◆ **Task instructions**:
Write out every item below word for word, keeping each line unchanged.

::::

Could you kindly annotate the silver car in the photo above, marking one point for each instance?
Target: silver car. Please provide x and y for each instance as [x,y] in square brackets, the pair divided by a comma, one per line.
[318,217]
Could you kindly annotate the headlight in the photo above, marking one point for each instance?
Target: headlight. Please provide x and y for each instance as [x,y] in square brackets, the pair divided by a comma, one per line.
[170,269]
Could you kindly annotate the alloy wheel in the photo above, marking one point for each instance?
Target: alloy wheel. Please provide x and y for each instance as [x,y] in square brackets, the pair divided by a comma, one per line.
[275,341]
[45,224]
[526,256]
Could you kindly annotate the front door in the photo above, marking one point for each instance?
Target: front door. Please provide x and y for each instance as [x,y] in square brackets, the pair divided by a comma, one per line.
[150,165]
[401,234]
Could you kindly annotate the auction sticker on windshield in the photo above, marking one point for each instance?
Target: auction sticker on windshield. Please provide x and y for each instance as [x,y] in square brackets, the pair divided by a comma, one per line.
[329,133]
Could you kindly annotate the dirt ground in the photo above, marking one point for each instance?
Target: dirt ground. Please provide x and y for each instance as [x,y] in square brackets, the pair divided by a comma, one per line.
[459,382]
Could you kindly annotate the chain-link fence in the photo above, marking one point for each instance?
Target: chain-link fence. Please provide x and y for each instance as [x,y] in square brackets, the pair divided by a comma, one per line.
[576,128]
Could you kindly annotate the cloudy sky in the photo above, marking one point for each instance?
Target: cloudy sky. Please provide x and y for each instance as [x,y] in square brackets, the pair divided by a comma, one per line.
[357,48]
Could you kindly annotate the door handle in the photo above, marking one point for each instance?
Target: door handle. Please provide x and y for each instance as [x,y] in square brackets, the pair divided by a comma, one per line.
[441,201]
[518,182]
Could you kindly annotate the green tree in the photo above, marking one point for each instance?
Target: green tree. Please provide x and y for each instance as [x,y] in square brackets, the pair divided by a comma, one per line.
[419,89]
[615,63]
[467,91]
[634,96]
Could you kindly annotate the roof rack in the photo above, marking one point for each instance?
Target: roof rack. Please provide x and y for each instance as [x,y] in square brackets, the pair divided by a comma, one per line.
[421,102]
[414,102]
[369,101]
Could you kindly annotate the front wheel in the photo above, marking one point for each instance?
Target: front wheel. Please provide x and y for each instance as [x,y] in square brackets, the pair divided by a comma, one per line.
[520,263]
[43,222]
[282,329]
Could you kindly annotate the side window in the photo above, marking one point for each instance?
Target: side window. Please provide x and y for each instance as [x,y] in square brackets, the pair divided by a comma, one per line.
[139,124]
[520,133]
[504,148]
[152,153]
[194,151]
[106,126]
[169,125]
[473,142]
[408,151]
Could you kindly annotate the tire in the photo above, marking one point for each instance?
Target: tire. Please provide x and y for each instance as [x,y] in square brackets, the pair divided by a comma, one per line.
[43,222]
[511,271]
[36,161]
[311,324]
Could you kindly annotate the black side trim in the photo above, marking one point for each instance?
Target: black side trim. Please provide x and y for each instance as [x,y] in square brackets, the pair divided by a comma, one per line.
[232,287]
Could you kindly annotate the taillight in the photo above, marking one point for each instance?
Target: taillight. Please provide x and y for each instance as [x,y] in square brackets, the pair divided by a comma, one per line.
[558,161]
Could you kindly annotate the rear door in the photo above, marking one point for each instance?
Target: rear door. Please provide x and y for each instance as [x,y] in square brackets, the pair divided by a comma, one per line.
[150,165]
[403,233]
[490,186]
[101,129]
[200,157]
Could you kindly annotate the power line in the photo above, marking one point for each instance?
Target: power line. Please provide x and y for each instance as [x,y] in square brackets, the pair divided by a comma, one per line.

::::

◆ **Solution for this task**:
Could you kindly annotate the silver car in the photo above, marking one point for each instance?
Target: silver car. Please provide x and y for each instance as [x,y] in square brackets, the pair divided by a comma, one per line.
[318,217]
Could you kindly annotate the headlight in the photo above, marking one point for each instance?
Target: headlight. Please provide x and y for each instance as [x,y] in square brackets, the pair divided by a comma, one per line.
[170,269]
Could you kindly annotate the alloy wheel in the photo above, marking one point for each instance?
Target: alloy wheel. Please provide x and y for each instance as [x,y] in square brackets, the pair divided by a comma, one per line.
[275,341]
[45,224]
[526,256]
Could you kindly annotate the front door in the photo above, marking one point for each instance?
Target: front door. Please provide x and y for each instance as [x,y] in square brackets, the pair divided by a comma, one per line.
[150,165]
[401,234]
Could you kindly annotate the auction sticker on windshield in the photo above, marking one point for each instance?
Target: auction sticker on windshield. Please provide x and y for each instance as [x,y] in square brackets, the pair divided by a comma, one per line.
[329,133]
Could you kindly annotate the dirt ground in the photo above, marking one point for each instance?
Target: dirt ground. Please provide x and y for each instance as [x,y] in square brackets, the pair divided by a comma, one per line.
[459,382]
Could you kindly annotate the chain-link fence in the photo above, marking one point for each instance?
Target: chain-link fence. Please provide x and y for each instance as [x,y] in square brackets, the pair divided by a comma, one per line.
[576,128]
Could you kindly annotate the cloudy sky in the photo above, marking one point for each instance?
Target: cloudy sky. Please provide x and y for each instance as [x,y] in square brackets, the pair divided by a comma, one per line.
[357,48]
Could you kindly annotate the door handle in the photo above, marking one point for each instance?
Target: door handle. Please provide x and y for each instance as [x,y] in square brackets, the pair divided by a comma, one per line.
[441,201]
[518,182]
Could you kindly annotate the green tree in the photo above, marking one point for each instance?
Target: green tree. Please provide x and y for each instance as [x,y] in square brackets, the pair divided by a comma, one per line.
[419,89]
[615,63]
[467,91]
[634,96]
Could you kindly annotate the roof rack in the photo above, marking one point for each instance?
Target: roof rack. Please provide x and y for each instance as [x,y] in square brackets, the pair divided by a comma, one per line.
[421,102]
[414,102]
[369,101]
Could you kindly annotate the front wheel in the photo above, marking one point for each instance?
Target: front wheel. Please provide x and y for each instance as [x,y] in square brackets, the pair divided by a comma, one per line.
[520,263]
[43,222]
[282,329]
Could you kindly annotate the side window in the photo above, marking one point for each instance?
Target: side window. Please provide x and y for each instance as [x,y] in square brackets, the pair divided by a comma, one per line.
[139,124]
[520,133]
[504,148]
[152,153]
[194,151]
[106,126]
[169,125]
[473,142]
[408,151]
Could you kindly annotate the tire in the photo above, marking one point for each instance?
Target: tire. Please provide x and y for each instance as [x,y] in square brackets, the pair divided by a comma, one per line.
[43,222]
[511,271]
[36,161]
[311,324]
Could you kindly annotate the black side trim in the photo above, marking one point for each instance?
Target: black side trim. Please provide x and y for each instance as [x,y] in square brackets, the pair divided by a comma, one per line.
[232,287]
Could you kindly annotate the taillight in the photo above, marking one point for each instance?
Target: taillight. Please provide x and y for each instance as [x,y] in square brackets, the pair divided by a comma, one per line.
[558,161]
Could you kindly annotate the rear door in the photo above, marking one point for each instance?
Target: rear door. Please provide x and y for each instance as [x,y] in square brackets, the pair divided by a comma, one per line.
[150,165]
[403,233]
[490,186]
[101,129]
[200,157]
Could you kindly annotate the power line in the photo above, marking one point for each instance?
Target: power line. Please provide x and y for each instance as [x,y] in square brackets, the pair divided by a comma, one per line.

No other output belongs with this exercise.